▸ **Task brief**:
Retype the passage about Nellie Bly exactly, from "Amongst other things, Bly" to "the American public.".

▸ **Excerpted passage**:
- - -

To say that Nellie Bly was a woman of many talents would be, in many ways, an understatement.
Amongst other things, Bly is famed for sailing around the world in seventy two days, making her a real-life Phileas Fogg. Unlike the fictitious Fogg however, Bly was an actual intrepid adventurer, as well as being a pioneer in the field of investigative journalism. She was committed to exposing previously hidden socio-political horrors to the American public.
The most famous example of Bly’s admirable and courageous undercover work was her exposé of the Women’s Lunatic Asylum on Blackwell’s Island in New York. Her work Ten Days in a Mad-House, one of the most groundbreaking moments in the journalistic field of her time, remains powerful even in the modern day.
From the age of eighteen, it was clear that Bly had an aptitude for journalism. In response to a Pittsburgh Dispatch column called What Girls Are Good For, she damned the editor and establishment for their blatant misogyny. Despite living in a time when women were denied the constitutional right to vote, in her letter, Bly was outspoken and passionate to a fault.
Instead of gathering up the ‘real smart young men’, gather up the real smart girls, pull them out of the mire, give them a shove up the ladder of life, and be amply repaid both by their success and unforgetfulness of those that held out the helping hand.

- - -

▸ **Source information**:
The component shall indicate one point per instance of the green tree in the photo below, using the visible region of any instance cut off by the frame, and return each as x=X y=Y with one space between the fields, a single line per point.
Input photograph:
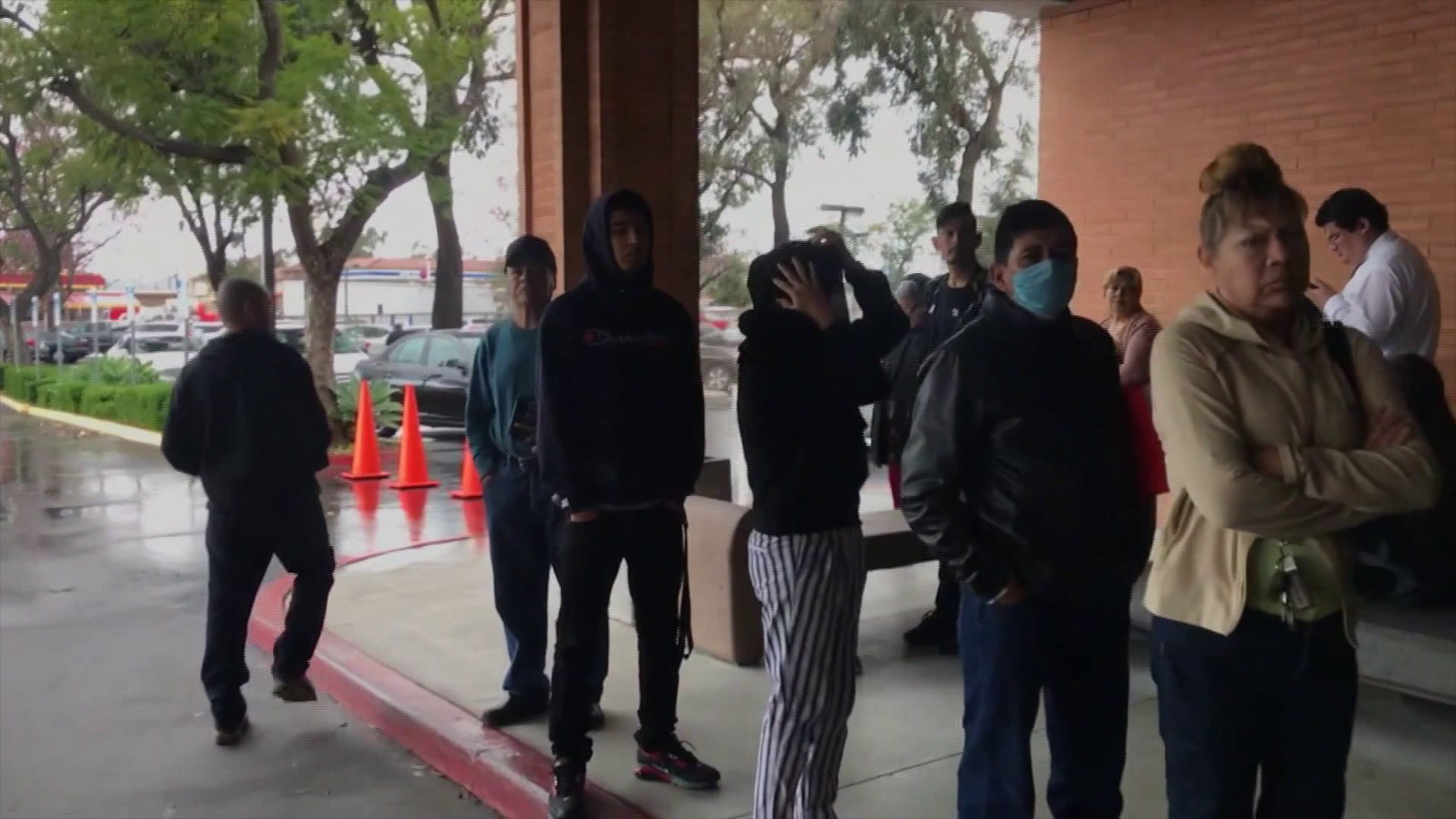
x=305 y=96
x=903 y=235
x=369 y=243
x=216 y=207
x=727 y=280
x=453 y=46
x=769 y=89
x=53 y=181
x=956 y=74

- - -

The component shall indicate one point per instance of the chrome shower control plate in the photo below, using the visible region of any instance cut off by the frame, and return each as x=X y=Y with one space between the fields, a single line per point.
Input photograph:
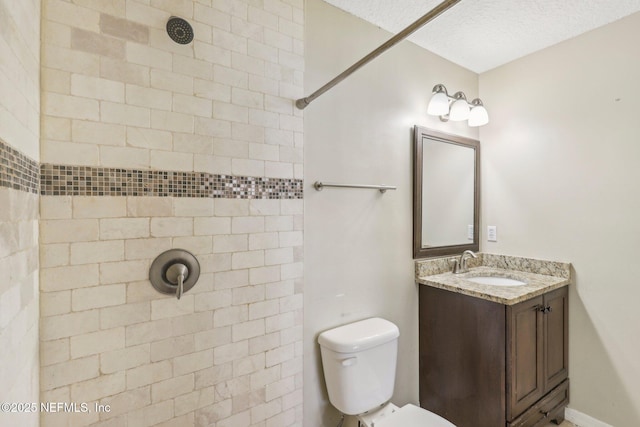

- - -

▸ **Solution to this task**:
Amongst other things, Bly is famed for sailing around the world in seventy two days, making her a real-life Phileas Fogg. Unlike the fictitious Fogg however, Bly was an actual intrepid adventurer, as well as being a pioneer in the field of investigative journalism. She was committed to exposing previously hidden socio-political horrors to the American public.